▶ [Stored data]:
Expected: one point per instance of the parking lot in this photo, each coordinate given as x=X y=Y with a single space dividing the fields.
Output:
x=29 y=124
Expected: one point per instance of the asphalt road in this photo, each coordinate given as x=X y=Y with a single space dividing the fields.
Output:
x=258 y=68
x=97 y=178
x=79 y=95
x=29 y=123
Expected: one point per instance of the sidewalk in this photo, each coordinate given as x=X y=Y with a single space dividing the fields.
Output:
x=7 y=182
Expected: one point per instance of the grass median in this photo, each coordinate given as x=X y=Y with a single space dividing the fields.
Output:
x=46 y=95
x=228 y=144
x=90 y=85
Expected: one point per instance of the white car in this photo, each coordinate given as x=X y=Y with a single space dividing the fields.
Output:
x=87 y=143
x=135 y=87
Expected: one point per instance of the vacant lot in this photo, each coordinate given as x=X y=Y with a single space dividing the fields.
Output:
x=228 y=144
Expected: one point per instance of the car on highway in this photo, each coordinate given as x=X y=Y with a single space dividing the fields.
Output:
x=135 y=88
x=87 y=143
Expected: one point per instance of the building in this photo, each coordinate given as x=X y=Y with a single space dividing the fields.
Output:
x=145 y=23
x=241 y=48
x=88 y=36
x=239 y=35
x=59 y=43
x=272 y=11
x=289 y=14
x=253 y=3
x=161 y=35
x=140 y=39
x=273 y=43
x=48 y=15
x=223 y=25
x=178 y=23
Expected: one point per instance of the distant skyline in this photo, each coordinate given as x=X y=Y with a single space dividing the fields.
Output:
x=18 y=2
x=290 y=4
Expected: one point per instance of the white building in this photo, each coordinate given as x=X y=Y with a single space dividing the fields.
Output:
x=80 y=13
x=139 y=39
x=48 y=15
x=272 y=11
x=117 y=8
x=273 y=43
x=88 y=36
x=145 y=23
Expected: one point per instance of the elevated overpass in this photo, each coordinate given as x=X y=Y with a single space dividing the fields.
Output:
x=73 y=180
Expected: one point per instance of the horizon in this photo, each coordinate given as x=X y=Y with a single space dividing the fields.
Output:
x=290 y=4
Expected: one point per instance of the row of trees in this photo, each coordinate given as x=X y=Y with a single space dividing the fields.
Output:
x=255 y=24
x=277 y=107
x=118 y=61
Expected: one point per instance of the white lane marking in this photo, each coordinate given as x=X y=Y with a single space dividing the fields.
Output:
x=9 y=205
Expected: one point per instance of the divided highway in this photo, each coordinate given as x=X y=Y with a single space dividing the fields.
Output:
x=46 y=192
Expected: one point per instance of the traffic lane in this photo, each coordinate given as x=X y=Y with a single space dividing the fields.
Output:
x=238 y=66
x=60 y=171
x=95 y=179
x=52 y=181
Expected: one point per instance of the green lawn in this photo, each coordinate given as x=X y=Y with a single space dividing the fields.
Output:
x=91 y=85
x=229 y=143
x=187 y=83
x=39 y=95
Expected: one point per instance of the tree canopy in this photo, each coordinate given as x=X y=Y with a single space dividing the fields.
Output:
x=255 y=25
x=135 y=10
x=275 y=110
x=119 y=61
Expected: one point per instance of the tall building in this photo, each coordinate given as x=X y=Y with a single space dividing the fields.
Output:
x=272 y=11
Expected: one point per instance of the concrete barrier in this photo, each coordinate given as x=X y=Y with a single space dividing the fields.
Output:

▶ [Requirement]: Please copy word for word the lines above, starting with the line that contains "Expected: one point per instance of the concrete" and going on through the end of the records.

▶ [Result of the task]:
Expected: one point per instance of the concrete barrier in this photo, each coordinate given as x=X y=Y with a single space dividing the fields.
Output:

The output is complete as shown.